Records provided:
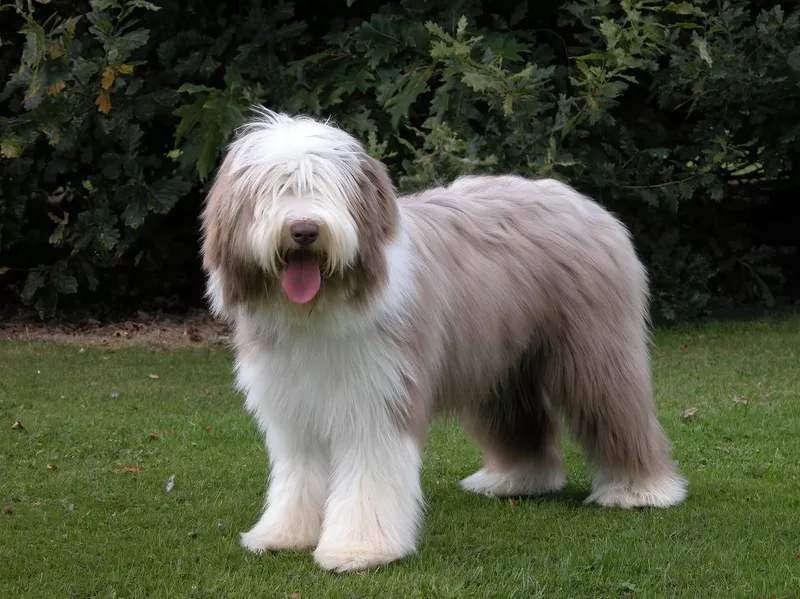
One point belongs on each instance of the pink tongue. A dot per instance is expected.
(302, 279)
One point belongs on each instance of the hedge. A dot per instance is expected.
(681, 117)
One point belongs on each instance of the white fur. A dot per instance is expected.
(520, 480)
(610, 490)
(327, 386)
(327, 401)
(305, 171)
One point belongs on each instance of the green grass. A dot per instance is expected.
(84, 530)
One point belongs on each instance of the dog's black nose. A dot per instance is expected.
(304, 232)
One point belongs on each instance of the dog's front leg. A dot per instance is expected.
(296, 495)
(374, 509)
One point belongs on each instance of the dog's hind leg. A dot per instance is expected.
(601, 379)
(517, 432)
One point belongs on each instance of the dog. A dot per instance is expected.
(359, 316)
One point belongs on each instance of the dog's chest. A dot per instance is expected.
(328, 384)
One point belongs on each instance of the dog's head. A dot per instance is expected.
(298, 211)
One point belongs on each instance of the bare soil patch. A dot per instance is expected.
(197, 329)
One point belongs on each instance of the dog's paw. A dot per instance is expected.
(517, 482)
(349, 558)
(663, 491)
(268, 538)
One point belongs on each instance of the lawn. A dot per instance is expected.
(87, 513)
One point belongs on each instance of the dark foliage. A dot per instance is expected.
(683, 118)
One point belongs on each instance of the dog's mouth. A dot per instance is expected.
(302, 276)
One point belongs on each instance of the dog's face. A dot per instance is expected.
(299, 211)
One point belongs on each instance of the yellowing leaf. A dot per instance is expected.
(52, 90)
(108, 77)
(10, 149)
(103, 102)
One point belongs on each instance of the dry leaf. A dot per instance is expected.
(103, 102)
(52, 90)
(128, 469)
(108, 78)
(689, 413)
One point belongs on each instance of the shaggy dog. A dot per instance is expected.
(360, 315)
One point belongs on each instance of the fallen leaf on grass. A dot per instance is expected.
(128, 469)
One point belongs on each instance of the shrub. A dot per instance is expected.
(680, 117)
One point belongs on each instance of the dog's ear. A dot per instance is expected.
(217, 220)
(376, 211)
(377, 218)
(224, 223)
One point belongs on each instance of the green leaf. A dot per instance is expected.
(189, 115)
(134, 214)
(413, 85)
(193, 88)
(143, 4)
(211, 147)
(166, 192)
(65, 283)
(685, 8)
(33, 283)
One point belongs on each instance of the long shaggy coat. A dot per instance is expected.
(508, 303)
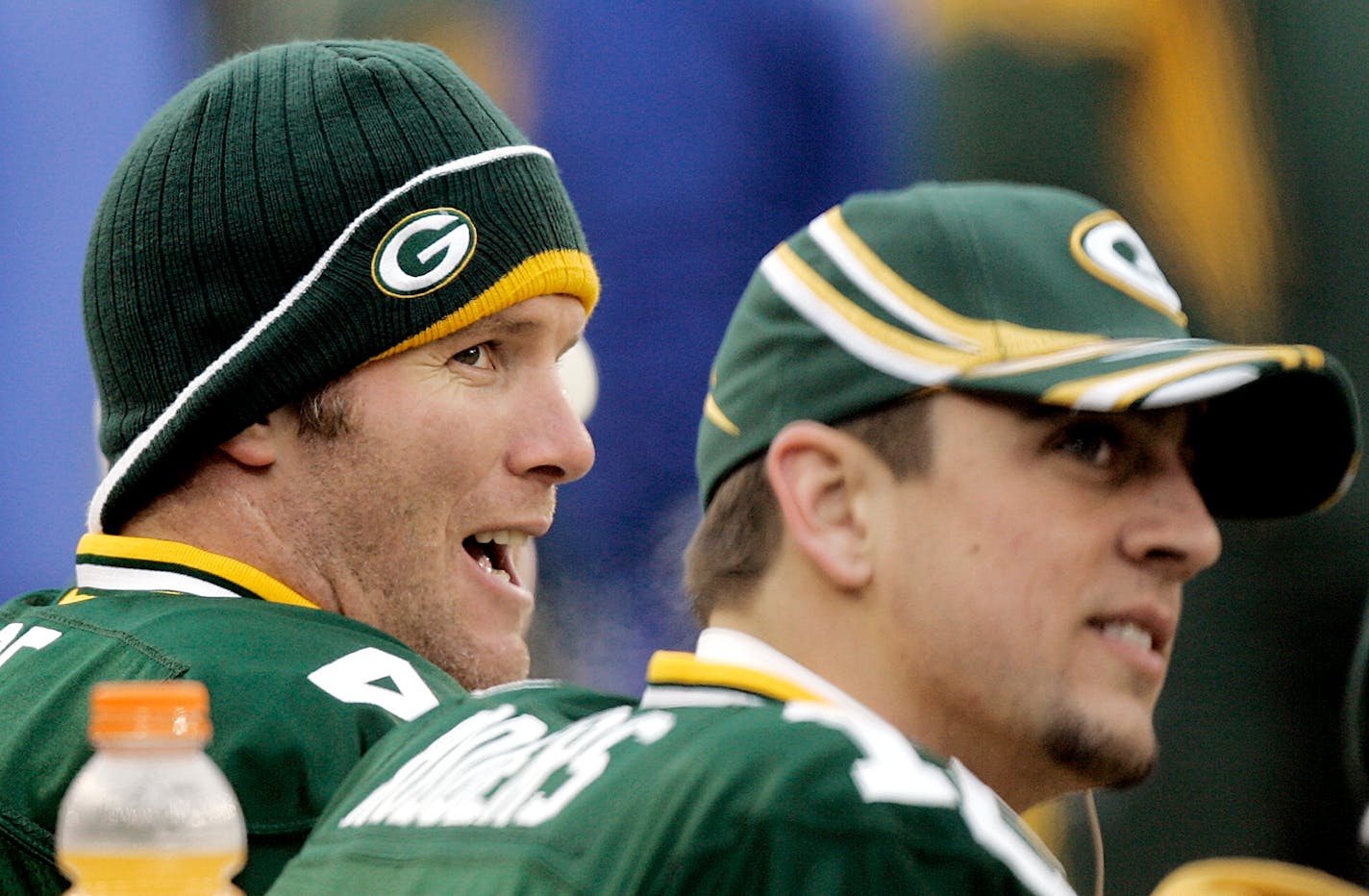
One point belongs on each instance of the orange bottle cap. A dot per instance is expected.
(123, 709)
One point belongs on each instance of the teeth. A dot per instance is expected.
(503, 535)
(1131, 634)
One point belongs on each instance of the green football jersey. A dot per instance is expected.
(723, 780)
(296, 693)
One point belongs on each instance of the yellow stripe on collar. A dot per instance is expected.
(174, 553)
(677, 667)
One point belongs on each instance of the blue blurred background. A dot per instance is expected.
(693, 136)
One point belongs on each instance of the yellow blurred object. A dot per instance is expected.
(1253, 877)
(1190, 131)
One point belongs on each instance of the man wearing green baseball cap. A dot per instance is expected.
(958, 458)
(325, 296)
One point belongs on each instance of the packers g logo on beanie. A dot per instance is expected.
(423, 252)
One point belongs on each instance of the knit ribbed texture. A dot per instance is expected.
(235, 263)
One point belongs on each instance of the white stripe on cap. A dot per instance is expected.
(851, 337)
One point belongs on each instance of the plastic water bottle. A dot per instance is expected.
(151, 812)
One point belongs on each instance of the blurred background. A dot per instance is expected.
(696, 135)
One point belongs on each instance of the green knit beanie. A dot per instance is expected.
(1016, 290)
(290, 215)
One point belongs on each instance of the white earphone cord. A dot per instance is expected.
(1095, 832)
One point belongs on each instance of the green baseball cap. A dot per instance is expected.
(1016, 290)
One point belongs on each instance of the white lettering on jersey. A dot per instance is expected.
(36, 637)
(893, 772)
(493, 769)
(352, 680)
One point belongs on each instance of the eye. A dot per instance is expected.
(474, 357)
(1093, 443)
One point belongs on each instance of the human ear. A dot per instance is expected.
(819, 483)
(255, 445)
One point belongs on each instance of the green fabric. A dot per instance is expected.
(554, 789)
(1026, 290)
(264, 195)
(284, 743)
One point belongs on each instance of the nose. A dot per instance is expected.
(1171, 529)
(554, 444)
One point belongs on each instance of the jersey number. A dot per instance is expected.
(380, 679)
(12, 641)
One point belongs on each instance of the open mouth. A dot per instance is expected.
(1139, 632)
(493, 553)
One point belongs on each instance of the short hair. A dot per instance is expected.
(325, 412)
(735, 541)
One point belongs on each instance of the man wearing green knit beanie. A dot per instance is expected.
(326, 295)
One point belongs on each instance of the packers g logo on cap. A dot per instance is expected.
(423, 252)
(1112, 251)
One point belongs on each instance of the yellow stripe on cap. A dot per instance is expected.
(556, 271)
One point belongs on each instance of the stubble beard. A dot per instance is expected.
(1101, 757)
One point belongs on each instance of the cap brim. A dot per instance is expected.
(1278, 435)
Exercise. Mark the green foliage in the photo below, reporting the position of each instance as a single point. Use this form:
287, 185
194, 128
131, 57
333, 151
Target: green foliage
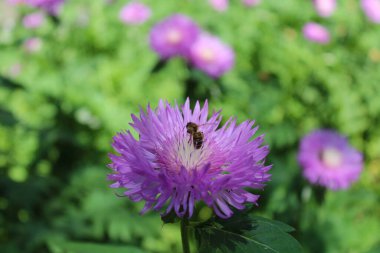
59, 113
245, 233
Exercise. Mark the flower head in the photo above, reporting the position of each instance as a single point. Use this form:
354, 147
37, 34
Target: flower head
33, 20
50, 6
251, 2
316, 33
372, 9
135, 13
219, 5
325, 8
170, 169
327, 159
211, 55
173, 36
32, 45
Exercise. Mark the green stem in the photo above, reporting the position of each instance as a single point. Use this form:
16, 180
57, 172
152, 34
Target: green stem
185, 235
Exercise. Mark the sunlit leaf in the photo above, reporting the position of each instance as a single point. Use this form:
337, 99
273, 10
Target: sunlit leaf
246, 233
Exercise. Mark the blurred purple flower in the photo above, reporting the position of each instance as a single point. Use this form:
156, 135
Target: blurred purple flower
14, 2
316, 33
211, 55
50, 6
325, 8
173, 36
219, 5
371, 9
33, 20
251, 2
32, 45
135, 13
327, 159
167, 171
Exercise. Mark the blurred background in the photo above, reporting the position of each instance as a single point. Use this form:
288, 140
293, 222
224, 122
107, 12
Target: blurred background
69, 84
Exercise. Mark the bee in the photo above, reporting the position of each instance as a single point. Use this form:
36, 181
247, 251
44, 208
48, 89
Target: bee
197, 136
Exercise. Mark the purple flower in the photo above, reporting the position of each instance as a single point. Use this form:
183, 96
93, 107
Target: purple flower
170, 169
33, 45
135, 13
327, 159
211, 55
371, 8
173, 36
50, 6
16, 2
325, 8
251, 2
33, 20
219, 5
316, 33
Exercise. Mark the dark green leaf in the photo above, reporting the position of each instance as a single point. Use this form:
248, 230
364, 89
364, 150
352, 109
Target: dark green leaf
85, 247
170, 218
245, 233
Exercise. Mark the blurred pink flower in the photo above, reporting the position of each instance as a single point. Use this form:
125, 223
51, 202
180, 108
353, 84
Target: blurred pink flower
219, 5
33, 20
251, 2
33, 45
211, 55
50, 6
316, 33
16, 1
371, 9
173, 36
325, 8
135, 13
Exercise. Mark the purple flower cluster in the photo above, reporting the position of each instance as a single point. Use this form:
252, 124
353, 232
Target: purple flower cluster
316, 33
178, 35
327, 159
33, 20
50, 6
325, 8
135, 13
168, 170
372, 9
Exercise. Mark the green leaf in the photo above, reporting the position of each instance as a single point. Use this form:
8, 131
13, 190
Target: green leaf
85, 247
245, 233
170, 218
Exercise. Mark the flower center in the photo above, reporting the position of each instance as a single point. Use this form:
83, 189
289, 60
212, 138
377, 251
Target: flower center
174, 36
207, 54
331, 157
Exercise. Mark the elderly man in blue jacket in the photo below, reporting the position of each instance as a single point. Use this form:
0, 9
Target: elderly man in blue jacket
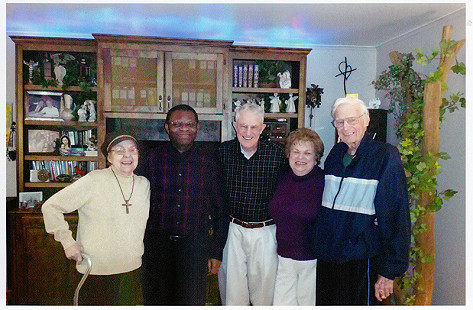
362, 234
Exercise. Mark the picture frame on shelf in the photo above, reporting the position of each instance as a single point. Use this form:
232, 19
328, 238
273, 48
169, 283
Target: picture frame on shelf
29, 200
42, 141
43, 105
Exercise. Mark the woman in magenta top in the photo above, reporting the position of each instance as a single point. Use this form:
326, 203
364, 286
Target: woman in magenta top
294, 207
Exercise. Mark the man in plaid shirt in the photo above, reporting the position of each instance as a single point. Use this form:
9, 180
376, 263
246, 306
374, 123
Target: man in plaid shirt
250, 168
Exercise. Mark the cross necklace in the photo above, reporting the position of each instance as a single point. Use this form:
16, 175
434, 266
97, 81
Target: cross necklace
126, 204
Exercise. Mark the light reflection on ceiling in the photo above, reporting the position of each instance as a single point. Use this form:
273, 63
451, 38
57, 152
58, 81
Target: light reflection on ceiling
281, 24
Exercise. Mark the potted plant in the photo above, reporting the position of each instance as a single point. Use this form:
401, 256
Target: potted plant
268, 71
420, 107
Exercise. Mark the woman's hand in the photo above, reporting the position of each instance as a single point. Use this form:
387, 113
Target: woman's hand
383, 288
214, 265
74, 252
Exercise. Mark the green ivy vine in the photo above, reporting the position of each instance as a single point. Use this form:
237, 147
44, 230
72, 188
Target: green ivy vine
404, 88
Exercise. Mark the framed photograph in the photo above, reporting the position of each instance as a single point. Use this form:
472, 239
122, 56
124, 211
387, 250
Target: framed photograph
42, 141
30, 199
42, 105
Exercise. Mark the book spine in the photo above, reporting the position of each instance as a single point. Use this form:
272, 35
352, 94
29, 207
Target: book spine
235, 75
256, 76
250, 75
240, 75
245, 75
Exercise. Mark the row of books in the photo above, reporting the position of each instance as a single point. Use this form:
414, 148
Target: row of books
68, 167
245, 75
79, 137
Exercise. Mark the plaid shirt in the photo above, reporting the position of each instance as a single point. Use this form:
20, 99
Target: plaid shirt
186, 197
250, 183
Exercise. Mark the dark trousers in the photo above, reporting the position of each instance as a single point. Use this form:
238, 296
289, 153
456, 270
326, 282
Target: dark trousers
122, 289
174, 271
350, 283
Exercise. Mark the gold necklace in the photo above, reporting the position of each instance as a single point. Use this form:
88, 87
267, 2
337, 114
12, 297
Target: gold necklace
126, 204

Activity:
Using the listing above, show each line holding the string "below".

Result of the exercise:
Exercise. Mark the green foliage in the photo below, reporting the position of each instance as a single point. Use this form:
Exercise. Mark the elderly man in blue jacket in the photo below, reporting the position of each instance as a single point. Use this form:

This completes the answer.